== What the exercise asks ==
Continue the news article about the Hebrew University malaria parasite study, starting right after its final sentence.

Hebrew University develops ‘breakthough’ method to suppress malaria parasite’s harmful genes

Jerusalem researchers have discovered the genetic mechanism by which the 'Plasmodium falciparum' parasite evades the body’s immune response to cause the most dangerous type of human malaria.

By JUDY SIEGEL-ITZKOVICH
Prof. Ron Dzikowski and PhD student Inbar Amit-Avraham (photo credit: HEBREW UNIVERSITY)
Prof. Ron Dzikowski and PhD student Inbar Amit-Avraham
(photo credit: HEBREW UNIVERSITY)
Jerusalem researchers have discovered the genetic mechanism by which the Plasmodium falciparum parasite evades the body’s immune response to cause the most dangerous type of human malaria.
The study, by Hebrew University Faculty of Medicine Prof. Ron Dzikowski and his doctoral student Inbar Amit-Avraham, has just been published in the Proceedings of the National Academy of Sciences (PNAS). They conducted their study at the microbiology and molecular genetics department at the Institute for Medical Research Israel-Canada and at the medical school’s Sanford Kuvin Center for the Study of Infectious and Tropical Diseases.

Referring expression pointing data

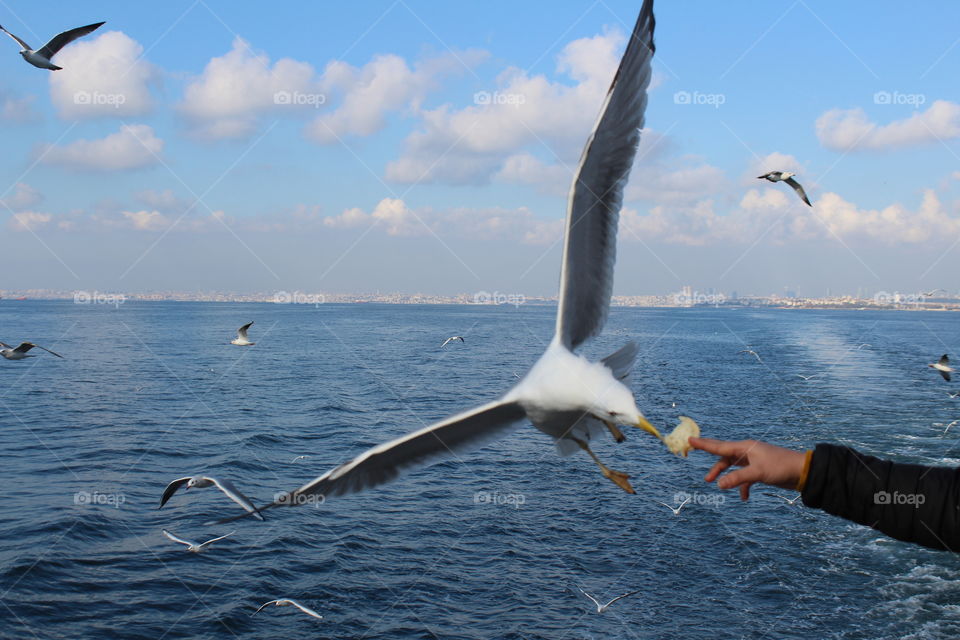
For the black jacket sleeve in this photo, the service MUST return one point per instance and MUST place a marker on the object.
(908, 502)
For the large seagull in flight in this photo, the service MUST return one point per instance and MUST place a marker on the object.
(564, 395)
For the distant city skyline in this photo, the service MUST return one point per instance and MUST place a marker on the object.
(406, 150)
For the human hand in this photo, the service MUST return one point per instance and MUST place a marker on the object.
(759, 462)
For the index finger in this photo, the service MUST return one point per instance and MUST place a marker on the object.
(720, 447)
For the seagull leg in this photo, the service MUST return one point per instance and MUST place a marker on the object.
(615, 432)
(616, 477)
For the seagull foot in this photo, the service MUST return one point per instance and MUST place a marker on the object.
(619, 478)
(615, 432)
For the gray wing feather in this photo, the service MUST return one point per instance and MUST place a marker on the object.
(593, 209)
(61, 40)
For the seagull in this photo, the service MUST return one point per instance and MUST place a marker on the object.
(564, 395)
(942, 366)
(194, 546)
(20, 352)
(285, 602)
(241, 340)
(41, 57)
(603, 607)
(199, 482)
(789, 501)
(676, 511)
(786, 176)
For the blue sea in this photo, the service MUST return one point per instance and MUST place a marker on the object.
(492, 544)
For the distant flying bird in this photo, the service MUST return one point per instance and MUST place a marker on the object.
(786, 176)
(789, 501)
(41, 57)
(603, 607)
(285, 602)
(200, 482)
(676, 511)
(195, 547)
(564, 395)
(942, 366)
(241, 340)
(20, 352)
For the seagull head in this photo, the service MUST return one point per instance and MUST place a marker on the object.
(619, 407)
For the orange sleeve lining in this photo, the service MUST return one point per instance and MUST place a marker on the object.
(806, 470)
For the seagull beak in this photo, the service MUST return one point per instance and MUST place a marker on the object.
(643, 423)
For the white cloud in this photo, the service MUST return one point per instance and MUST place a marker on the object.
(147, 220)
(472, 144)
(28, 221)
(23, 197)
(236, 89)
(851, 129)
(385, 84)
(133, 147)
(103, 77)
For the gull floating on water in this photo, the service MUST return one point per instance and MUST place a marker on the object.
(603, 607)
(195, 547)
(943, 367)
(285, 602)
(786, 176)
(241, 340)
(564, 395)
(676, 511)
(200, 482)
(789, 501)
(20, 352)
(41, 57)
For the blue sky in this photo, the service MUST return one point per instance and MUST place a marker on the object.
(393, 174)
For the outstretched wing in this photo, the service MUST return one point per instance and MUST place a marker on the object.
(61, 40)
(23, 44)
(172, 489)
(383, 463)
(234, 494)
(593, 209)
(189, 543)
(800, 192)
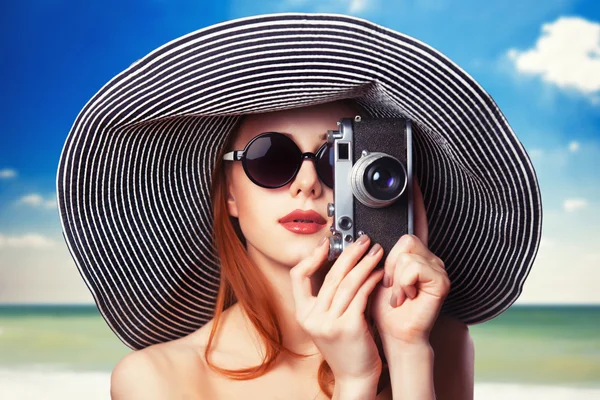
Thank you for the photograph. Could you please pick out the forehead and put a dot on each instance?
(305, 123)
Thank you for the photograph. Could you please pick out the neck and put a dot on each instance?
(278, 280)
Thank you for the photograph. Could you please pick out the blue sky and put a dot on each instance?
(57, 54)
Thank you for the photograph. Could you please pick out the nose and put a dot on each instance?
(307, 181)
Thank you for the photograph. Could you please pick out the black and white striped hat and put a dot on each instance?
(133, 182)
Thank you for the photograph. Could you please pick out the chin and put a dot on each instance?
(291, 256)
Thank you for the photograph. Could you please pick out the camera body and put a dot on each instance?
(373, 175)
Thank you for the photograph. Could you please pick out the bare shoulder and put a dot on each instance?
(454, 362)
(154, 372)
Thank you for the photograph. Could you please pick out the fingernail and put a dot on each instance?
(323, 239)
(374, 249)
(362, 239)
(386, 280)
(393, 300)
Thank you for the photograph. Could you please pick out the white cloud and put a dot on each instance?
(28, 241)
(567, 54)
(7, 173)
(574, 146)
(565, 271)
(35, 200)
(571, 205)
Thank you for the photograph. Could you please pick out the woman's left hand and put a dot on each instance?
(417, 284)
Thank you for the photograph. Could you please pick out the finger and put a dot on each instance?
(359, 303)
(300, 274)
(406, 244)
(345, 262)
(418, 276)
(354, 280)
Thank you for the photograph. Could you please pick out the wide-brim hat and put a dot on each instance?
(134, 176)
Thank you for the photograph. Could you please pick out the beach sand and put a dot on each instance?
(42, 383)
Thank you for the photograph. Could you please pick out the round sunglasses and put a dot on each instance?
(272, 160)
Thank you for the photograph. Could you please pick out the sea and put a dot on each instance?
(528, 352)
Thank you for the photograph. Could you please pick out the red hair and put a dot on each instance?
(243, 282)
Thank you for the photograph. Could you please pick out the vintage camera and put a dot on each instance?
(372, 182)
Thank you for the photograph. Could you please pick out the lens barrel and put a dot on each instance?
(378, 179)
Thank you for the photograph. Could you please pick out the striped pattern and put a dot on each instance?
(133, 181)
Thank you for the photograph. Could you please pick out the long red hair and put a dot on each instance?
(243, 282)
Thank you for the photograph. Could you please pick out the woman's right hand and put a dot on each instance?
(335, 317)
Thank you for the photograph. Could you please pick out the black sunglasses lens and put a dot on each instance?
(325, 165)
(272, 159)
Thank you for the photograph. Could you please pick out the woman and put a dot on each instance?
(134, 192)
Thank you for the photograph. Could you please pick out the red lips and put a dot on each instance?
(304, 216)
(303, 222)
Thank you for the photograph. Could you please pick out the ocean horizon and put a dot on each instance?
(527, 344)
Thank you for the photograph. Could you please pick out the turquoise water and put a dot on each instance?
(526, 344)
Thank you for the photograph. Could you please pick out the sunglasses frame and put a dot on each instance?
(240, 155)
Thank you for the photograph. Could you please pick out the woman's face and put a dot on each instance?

== Response ==
As many as a million people in the Third World – mostly pregnant woman and young children – are killed annually by the parasite, which replicates in the circulating blood of infected individuals and modifies the surface of infected red blood cells. Its virulence comes from its impressive ability to hide from the immune system by selectively changing which surface proteins it displays, said Dzikowski.
This sophisticated game of hide-and-seek involves continually alternating foreign molecules called antigens. This can trigger an immune response called antigenic variation.
Previous research has found that the antigens that the parasite selectively displays are encoded by members of a gene family named var. The parasite tightly regulates the expression of these var genes so that only one is expressed at any given time, while the rest of the family is maintained silent.
Understanding this complex mechanism is essential to understanding how the deadly Plasmodium falciparum parasite evades the immune system. It is also more broadly important to science because the process by which cells can express a single gene while keeping alternative genes silent is one of the unsolved mysteries in the field of eukaryotic gene expression.
The researchers found that at the precise moment in the cell cycle when a specific var gene is active, corresponding RNA molecules (of a type called long non-coding RNA) are present. These long noncoding RNA (lncRNAs) molecules incorporate themselves into DNA structures, and determine how the parasite selects a single gene for expression while the rest of the family is kept silent. In a series of genetic experiments in transgenic parasite lines, the researchers were able to activate silent var genes by expressing their specific lncRNAs molecules.
In collaboration with Dr.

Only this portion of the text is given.